# Exercise
Convert the records below into a JSON list of strings, one string for each line, leaving out any blank lines.

# Given records
/---
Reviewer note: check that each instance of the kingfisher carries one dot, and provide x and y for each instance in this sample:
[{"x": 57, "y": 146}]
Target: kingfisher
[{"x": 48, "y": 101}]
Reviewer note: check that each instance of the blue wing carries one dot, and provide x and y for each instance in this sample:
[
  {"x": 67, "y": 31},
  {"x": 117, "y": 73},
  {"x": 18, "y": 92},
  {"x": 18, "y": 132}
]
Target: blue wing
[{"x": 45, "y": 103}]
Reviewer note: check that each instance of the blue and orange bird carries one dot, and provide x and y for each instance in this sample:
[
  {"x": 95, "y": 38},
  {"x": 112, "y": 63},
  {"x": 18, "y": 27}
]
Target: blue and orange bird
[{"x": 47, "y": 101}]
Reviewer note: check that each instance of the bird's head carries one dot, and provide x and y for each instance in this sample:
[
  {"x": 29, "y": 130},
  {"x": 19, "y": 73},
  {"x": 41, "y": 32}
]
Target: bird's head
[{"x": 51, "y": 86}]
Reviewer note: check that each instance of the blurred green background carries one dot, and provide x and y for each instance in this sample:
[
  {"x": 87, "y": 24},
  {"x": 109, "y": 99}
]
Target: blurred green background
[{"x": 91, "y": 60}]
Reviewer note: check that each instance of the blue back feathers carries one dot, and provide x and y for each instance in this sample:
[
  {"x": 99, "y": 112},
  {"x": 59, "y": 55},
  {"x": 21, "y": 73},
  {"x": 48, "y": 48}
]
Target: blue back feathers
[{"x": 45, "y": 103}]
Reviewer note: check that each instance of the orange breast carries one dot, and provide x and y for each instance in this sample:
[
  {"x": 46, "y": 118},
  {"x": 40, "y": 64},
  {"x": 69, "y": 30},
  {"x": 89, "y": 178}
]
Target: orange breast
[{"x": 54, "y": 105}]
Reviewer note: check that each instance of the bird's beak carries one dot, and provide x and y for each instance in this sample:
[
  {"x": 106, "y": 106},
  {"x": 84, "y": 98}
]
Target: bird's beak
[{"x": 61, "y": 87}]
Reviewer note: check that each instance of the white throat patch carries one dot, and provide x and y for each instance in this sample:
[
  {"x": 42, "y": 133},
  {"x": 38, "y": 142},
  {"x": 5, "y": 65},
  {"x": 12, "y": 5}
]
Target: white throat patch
\---
# Solution to the problem
[
  "Reviewer note: check that each instance of the kingfisher carries one dot, and provide x and y for each instance in this sample:",
  "[{\"x\": 57, \"y\": 146}]",
  "Target: kingfisher",
  "[{\"x\": 48, \"y\": 101}]",
  "Reviewer note: check that each instance of the blue wing carries one dot, and provide x and y for each instance in this sample:",
  "[",
  "  {\"x\": 67, \"y\": 31},",
  "  {\"x\": 117, \"y\": 73},",
  "  {\"x\": 18, \"y\": 92},",
  "  {\"x\": 18, \"y\": 132}",
  "]",
  "Target: blue wing",
  "[{\"x\": 45, \"y\": 103}]",
  "Reviewer note: check that each instance of the blue and orange bird carries one dot, and provide x and y for each instance in this sample:",
  "[",
  "  {\"x\": 95, \"y\": 38},",
  "  {\"x\": 112, \"y\": 63},",
  "  {\"x\": 18, \"y\": 27}",
  "]",
  "Target: blue and orange bird",
  "[{\"x\": 47, \"y\": 101}]",
  "Reviewer note: check that each instance of the bird's head carries one dot, and provide x and y for each instance in this sample:",
  "[",
  "  {\"x\": 29, \"y\": 130},",
  "  {\"x\": 19, \"y\": 73},",
  "  {\"x\": 41, \"y\": 32}",
  "]",
  "Target: bird's head",
  "[{\"x\": 51, \"y\": 86}]",
  "Reviewer note: check that each instance of the blurred green background carries one dot, and provide x and y for each instance in this sample:",
  "[",
  "  {\"x\": 87, \"y\": 24},",
  "  {\"x\": 109, \"y\": 99}",
  "]",
  "Target: blurred green background",
  "[{\"x\": 91, \"y\": 60}]",
  "Reviewer note: check that each instance of the blue back feathers carries one dot, and provide x and y for each instance in this sample:",
  "[",
  "  {\"x\": 99, \"y\": 112},",
  "  {\"x\": 59, \"y\": 55},",
  "  {\"x\": 21, \"y\": 73},",
  "  {\"x\": 48, \"y\": 48}",
  "]",
  "Target: blue back feathers",
  "[{\"x\": 45, \"y\": 103}]",
  "Reviewer note: check that each instance of the orange breast carries one dot, and provide x and y for each instance in this sample:",
  "[",
  "  {\"x\": 46, \"y\": 118},",
  "  {\"x\": 40, \"y\": 64},",
  "  {\"x\": 69, \"y\": 30},",
  "  {\"x\": 89, \"y\": 178}",
  "]",
  "Target: orange breast",
  "[{\"x\": 54, \"y\": 105}]",
  "Reviewer note: check that each instance of the bird's beak carries one dot, and provide x and y for each instance in this sample:",
  "[",
  "  {\"x\": 106, \"y\": 106},",
  "  {\"x\": 84, \"y\": 98}",
  "]",
  "Target: bird's beak",
  "[{\"x\": 61, \"y\": 87}]",
  "Reviewer note: check that each instance of the white throat patch carries one dot, and provide x and y for each instance in this sample:",
  "[",
  "  {\"x\": 42, \"y\": 133},",
  "  {\"x\": 38, \"y\": 142},",
  "  {\"x\": 5, \"y\": 65},",
  "  {\"x\": 12, \"y\": 5}",
  "]",
  "Target: white throat patch"
]